### Required action
Images aside, the whole listing should be written out word for word.

### Listed records
---------------
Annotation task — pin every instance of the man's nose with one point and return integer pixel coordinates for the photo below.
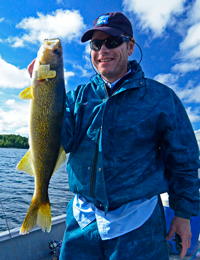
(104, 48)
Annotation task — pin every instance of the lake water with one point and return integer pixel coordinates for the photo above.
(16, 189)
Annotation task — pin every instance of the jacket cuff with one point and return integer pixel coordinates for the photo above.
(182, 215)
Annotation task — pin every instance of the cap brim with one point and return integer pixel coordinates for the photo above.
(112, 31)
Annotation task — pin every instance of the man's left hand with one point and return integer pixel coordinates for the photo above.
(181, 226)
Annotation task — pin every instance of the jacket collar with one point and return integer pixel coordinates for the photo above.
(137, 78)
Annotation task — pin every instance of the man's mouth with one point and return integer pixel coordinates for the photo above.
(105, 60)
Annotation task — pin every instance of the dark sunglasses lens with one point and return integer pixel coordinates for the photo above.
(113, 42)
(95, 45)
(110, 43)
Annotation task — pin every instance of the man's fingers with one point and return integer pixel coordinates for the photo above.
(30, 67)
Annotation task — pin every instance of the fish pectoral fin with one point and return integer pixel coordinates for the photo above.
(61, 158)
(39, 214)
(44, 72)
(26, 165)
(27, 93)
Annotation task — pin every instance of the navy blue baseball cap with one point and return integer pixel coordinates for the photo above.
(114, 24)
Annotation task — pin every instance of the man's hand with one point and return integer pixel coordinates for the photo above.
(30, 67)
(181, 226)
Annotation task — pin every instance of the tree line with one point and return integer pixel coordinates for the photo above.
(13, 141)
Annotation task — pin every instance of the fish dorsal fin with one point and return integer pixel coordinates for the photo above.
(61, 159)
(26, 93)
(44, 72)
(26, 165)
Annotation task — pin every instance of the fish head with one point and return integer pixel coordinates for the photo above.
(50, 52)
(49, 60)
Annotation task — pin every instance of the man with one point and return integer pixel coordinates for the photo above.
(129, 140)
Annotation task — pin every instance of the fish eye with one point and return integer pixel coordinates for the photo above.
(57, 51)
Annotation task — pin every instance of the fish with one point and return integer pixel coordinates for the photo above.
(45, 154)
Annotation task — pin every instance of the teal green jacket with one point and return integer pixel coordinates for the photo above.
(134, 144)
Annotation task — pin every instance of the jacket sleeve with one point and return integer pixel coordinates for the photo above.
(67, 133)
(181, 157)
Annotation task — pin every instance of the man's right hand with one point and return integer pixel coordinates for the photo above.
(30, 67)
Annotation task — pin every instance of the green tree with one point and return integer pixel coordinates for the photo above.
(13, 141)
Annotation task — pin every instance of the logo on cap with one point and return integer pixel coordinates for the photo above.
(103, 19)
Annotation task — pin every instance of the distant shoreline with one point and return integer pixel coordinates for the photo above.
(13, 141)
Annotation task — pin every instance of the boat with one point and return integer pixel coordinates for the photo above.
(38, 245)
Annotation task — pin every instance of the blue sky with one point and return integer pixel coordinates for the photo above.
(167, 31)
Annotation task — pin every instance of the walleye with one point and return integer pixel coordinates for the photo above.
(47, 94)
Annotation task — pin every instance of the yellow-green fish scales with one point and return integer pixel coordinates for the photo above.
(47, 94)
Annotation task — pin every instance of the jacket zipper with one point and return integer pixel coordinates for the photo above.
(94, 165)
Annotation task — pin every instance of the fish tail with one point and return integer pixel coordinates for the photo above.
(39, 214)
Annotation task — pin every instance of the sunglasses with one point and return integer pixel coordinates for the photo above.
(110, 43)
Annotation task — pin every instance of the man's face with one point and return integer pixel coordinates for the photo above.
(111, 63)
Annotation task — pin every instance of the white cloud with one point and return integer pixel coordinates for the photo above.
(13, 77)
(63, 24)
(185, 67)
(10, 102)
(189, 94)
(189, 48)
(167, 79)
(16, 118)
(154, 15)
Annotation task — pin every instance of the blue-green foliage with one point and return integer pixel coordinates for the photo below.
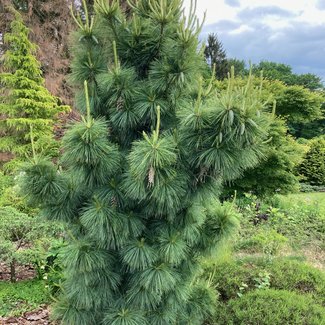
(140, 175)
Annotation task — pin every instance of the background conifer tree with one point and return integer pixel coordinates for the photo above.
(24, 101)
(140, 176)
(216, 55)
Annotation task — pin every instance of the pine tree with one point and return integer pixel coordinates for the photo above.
---------------
### Solution to this problem
Annotation task — pin every instance of the man's nose with one point and return integer pixel coordinates for the photo below.
(104, 48)
Annotation task — pin every instance of the lake water with one point and return integer pixel coordinates for the photo above.
(16, 189)
Annotation task — pin every instance of the jacket cuff with one point and return integer pixel coordinates for the photo above.
(182, 215)
Annotation task — pin every instance of the cap brim with one point and return integer pixel coordinates for the photo above.
(112, 31)
Annotation task — pin every instance of the man's left hand with one point and return integer pixel coordinates for the photo above.
(181, 226)
Annotation task — pin every instance of the jacket collar with one point and return integer pixel coordinates for the photo above.
(137, 78)
Annotation task — pin every instance of the man's mouth with one point and return integer pixel coordinates for the photo above.
(105, 60)
Annotation task — pin every instance of the dark sunglasses lens with one point and return integer pixel coordinates for the photo above.
(113, 42)
(95, 45)
(110, 43)
Annotation task — pin every instance of the man's fingers with one point and return integer pixel coordinates for the photo above.
(30, 67)
Annotation task — pin every instance of the fish pectoral fin with one point and return integer pixel coordinates for the photo above.
(61, 158)
(39, 214)
(44, 72)
(26, 165)
(27, 93)
Annotation task — pin every instance of the navy blue baseball cap with one point and return integer pixel coordinates for the photo above.
(114, 24)
Annotation task — pin every instance of the man's hand with one point and return integer pixel coordinates for the photo above.
(30, 67)
(181, 226)
Annotation task — pin every instance of the tree line with one point and return integer pixel coordinates for the photo above.
(13, 141)
Annotation task — pin every instance of the fish dorsal fin with one point and return integer pixel coordinates for the photo above.
(61, 159)
(26, 93)
(44, 72)
(26, 165)
Annotation task — pin every instance of the fish head with one point and return integer pixel coordinates for the photo above.
(50, 52)
(49, 60)
Annotation task — pin every instance of the man with one point and return integer pixel coordinates for the photo above.
(129, 140)
Annotation task — pin every instance of the fish eye with one point and return integer pixel coordinates for the photo above.
(57, 51)
Annotation task — pin every instance of the fish with one point and return integer pixel coordinates for the photo above.
(45, 154)
Annotation task — pin every instance of the teal green jacket with one point and return integer pixel coordinates for the photo above.
(134, 144)
Annotation task — pin every instance of the jacket sleeve with one point and return integer pixel coordinates for the photo above.
(67, 133)
(181, 157)
Annotation task — pin every instance of the man's right hand with one point and return integer pixel coordinates for the photo above.
(30, 67)
Annotation task — pin every instance of the green tree with one point and return integer pixel coordinates for the photo above.
(13, 141)
Annotation task — pin every instance of the logo on cap with one point and return integer pixel coordinates for the photo above.
(103, 19)
Annotation task — pin every instance of the distant shoreline with one point and return integer pixel coordinates for the photo above.
(13, 141)
Annotation task — pin every instance of the boat with one point and return integer pixel coordinates for the photo above.
(38, 245)
Annotation task — pin every instance of the blue sky with one point and return integer pixel coordinates for the photo above.
(167, 31)
Annotation task — pin every instance of the walleye with one point and return integer pixel coordinates for the photo above.
(47, 94)
Annotation task — pin every instance of the yellow-green fish scales with one point and return integer pixel coordinates for the photo above.
(47, 94)
Annotation task — pin every instance of the jacket zipper with one point and return integer pixel coordinates for the photo above.
(94, 165)
Annotation task — pin every instance of the fish tail with one point and return integer pixel coordinates for the photo above.
(39, 214)
Annotation task — pin every instance of the sunglasses with one point and return integer pixel coordinates for the photo above.
(110, 43)
Annotation task — pin every instance of the man's face with one point and return integer pixel coordinates for the photo above.
(111, 63)
Annotation task — pin every instance of the white cloud with one point and return integer pixel coordinates for the photo above.
(13, 77)
(63, 24)
(185, 67)
(10, 102)
(189, 94)
(189, 48)
(167, 79)
(16, 118)
(154, 15)
Annotation task — pin every instance of the blue-green foliage with one point and return integer pixel coordinates for the photo below.
(140, 175)
Annotation task — pin every instance of the background conifer tree with one point and return integer pixel coordinates for the photo above.
(24, 101)
(140, 176)
(216, 55)
Annotation task — pin every instance of the pine tree with one point and return integer pixel coordinates for the photo above.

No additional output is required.